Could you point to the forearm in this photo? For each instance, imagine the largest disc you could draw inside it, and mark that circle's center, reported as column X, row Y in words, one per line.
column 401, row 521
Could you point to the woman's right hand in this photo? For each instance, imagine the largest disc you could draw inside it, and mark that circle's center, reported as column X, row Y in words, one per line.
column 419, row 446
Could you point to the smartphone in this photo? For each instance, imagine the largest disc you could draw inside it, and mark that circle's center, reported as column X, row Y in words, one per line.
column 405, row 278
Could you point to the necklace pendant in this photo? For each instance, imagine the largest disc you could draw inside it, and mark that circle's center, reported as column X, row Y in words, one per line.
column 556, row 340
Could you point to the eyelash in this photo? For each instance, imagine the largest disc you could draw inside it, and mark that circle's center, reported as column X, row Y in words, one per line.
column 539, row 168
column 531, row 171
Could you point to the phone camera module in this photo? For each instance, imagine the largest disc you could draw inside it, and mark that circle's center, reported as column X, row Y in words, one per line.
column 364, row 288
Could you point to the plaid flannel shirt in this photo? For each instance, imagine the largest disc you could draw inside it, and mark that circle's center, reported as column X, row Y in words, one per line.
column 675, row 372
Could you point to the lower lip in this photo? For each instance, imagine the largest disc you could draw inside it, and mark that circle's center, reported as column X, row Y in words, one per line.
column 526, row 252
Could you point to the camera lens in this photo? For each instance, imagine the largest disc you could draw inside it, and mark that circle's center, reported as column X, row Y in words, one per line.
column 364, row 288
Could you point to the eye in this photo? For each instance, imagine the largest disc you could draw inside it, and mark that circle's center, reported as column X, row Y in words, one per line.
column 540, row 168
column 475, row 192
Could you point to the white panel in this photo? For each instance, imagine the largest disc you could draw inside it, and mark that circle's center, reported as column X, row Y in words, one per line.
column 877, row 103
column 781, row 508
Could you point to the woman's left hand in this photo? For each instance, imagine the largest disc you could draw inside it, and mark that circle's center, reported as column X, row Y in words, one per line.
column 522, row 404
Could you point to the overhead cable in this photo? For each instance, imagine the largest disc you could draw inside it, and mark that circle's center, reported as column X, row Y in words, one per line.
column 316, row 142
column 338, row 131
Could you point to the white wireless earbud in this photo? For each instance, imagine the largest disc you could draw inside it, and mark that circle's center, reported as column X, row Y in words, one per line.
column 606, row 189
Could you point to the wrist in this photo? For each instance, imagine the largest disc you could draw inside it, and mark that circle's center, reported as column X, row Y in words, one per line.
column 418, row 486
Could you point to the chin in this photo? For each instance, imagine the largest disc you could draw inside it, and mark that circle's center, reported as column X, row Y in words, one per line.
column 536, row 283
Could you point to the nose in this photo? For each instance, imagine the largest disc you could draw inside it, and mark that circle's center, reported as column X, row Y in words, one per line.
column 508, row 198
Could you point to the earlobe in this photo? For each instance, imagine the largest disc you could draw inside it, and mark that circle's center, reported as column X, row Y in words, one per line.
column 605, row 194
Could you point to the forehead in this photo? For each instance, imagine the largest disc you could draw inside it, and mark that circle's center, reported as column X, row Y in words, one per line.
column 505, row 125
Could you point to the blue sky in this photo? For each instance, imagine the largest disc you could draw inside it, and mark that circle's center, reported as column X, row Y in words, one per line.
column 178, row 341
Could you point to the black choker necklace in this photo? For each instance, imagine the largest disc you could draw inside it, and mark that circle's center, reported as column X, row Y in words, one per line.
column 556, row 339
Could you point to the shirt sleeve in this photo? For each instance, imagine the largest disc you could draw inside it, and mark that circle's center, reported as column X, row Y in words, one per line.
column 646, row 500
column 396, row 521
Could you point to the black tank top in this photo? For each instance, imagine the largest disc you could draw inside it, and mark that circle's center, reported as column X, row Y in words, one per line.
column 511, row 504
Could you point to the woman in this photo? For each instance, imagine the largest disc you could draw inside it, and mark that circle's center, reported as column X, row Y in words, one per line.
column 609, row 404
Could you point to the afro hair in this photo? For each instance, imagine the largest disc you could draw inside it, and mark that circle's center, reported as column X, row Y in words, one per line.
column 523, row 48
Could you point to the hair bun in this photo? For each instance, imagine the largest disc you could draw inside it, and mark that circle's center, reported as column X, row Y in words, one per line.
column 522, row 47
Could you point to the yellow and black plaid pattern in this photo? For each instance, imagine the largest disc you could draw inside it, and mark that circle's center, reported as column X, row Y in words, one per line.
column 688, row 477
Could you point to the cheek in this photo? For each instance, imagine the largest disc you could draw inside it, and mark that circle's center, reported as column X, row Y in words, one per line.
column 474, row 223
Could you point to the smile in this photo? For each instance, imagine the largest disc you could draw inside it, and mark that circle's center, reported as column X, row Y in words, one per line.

### Work item
Could you retype every record above exactly as written?

### Output of the task
Could you point to the forearm in this photo? For each instance, imagine the largest disc you could draw inside it, and mark that circle's center, reported as column X, row Y in words, one per line.
column 401, row 521
Could you point to the woman's right hand in this photo? For each instance, imagine the largest disc you could draw inside it, and mark that circle's center, reported as column X, row Y in words, one per line.
column 419, row 446
Could you point to the smartphone in this photo? For each instance, imagine the largest disc you could draw inside it, and mark that circle's center, reported as column X, row Y in words, one per line.
column 405, row 278
Could you point to the necklace pendant in this photo? For each instance, imagine the largest disc you could draw inside it, and mark that circle's center, reported as column X, row Y in words, one per line.
column 556, row 340
Could you point to the eyelash in this photo? For each instance, imagine the largest disc you could draw inside it, and mark that circle's center, reported as column X, row Y in words, one per line.
column 539, row 168
column 531, row 171
Could you point to the phone camera module in this photo? For each instance, imagine the largest disc you could draw inside it, and mark that circle's center, reported as column X, row Y in words, one per line.
column 364, row 288
Could you point to the plaid flannel shirt in this photo? For each instance, imagine the largest disc you could draw inside it, and mark that circle's center, reported as column X, row Y in words, one per line.
column 675, row 372
Could you point to the lower lip in this photo? For each instance, imagine the largest disc you could draw inside it, and mark that circle's center, reported as column X, row Y in words, one per line.
column 526, row 252
Could you point to the camera lens in this photo? For each instance, imagine the largest disc you could draw inside it, and mark that circle's center, reported as column X, row Y in words, one per line.
column 364, row 288
Could you point to the eye in this photo? For each instance, imagine the largest disc you could draw inside it, and mark that circle's center, reported as column X, row Y in words, one per line.
column 540, row 168
column 475, row 192
Could you point to the white panel in this photo? For each instance, imagine the largest disc you could draw inside it, and mark that circle's center, reported as column X, row Y in words, one per line.
column 877, row 103
column 781, row 508
Could you point to the woman's left hand in this photo? For each instance, imagine the largest disc you could draw inside it, and mark that circle's center, reported as column X, row Y in words, one per line.
column 522, row 404
Could you point to the overhead cable in this photo? For each instance, imagine the largest disc you could draw inside it, and mark that circle's center, reported as column X, row Y in words, one per line.
column 316, row 142
column 338, row 131
Could you point to the white wireless earbud in this photo? For each instance, imagine the largest disc you could draw inside it, and mark that circle's center, reported as column X, row Y in words, one per line.
column 606, row 189
Could you point to the wrist in this photo? For each instance, imagine the largest disc you could draw inside it, and mark that circle's center, reported as column X, row Y in words, one per line.
column 418, row 486
Could you point to the chin in this photo? For each instance, imagine the largest disc you could draw inside it, and mark that circle's center, reported as column X, row Y in words, one per line.
column 536, row 283
Could you point to the nose in this photo? For each instance, imagine the largest disc you could draw inside it, and mark that circle's center, reported as column X, row Y in words, one per line.
column 508, row 198
Could you point to the earlobe in this photo? For each instance, imagine the largest disc you could draw inside it, and mark that circle's center, reported as column X, row Y in words, one per line.
column 605, row 194
Could you point to the forehead in this photo? For each instance, imagine the largest disc you could draw inside it, and mark that circle's center, reported as column X, row Y in words, one per line.
column 505, row 125
Could you point to the blue sky in this photo? For each instance, imagine the largest disc you could draw inside it, and mark that circle's center, reported as column X, row Y in words, one per line.
column 178, row 341
Could you point to the black choker necklace in this photo? For each instance, imagine the largest disc you could draw inside it, and mark that circle's center, reported as column X, row Y in words, one per line.
column 556, row 339
Could you point to the shirt sleeve in this photo? For each instance, imagine the largest disc you could draw inside it, and mark that circle's center, reported as column X, row Y in words, one per line.
column 646, row 500
column 396, row 521
Could you point to the black tank top in this photo? For each instance, imagine the largest disc you could draw inside it, and mark that circle's center, reported as column X, row Y in words, one per line.
column 511, row 504
Could you point to the woman in this photo? For each instance, imagine the largest disc you could draw inside it, and mark that circle's center, reported as column X, row Y in words, one per line.
column 609, row 404
Could you point to the afro hair in this photo? For each instance, imagine the largest disc you could draw inside it, and mark that circle's center, reported as column X, row Y in words, one per line.
column 523, row 48
Could you point to the hair bun in this photo? For each instance, imagine the largest disc you could draw inside it, and mark that circle's center, reported as column X, row Y in words, one per line.
column 522, row 47
Could you point to the yellow and black plaid pattern in this photo? For each instance, imagine the largest disc you could draw inside it, and mark that circle's center, reported as column X, row Y in words, one per line.
column 688, row 477
Could you point to the cheek in this photo? For each instance, imagine the largest disc you could draw inside it, and mark that circle's center, reported as column X, row Y in words, one per line.
column 474, row 223
Could you point to the smile in this photo? For each instance, imagine the largest disc you could draw inside it, and mark that circle's center, reported as column X, row Y in words, one per line.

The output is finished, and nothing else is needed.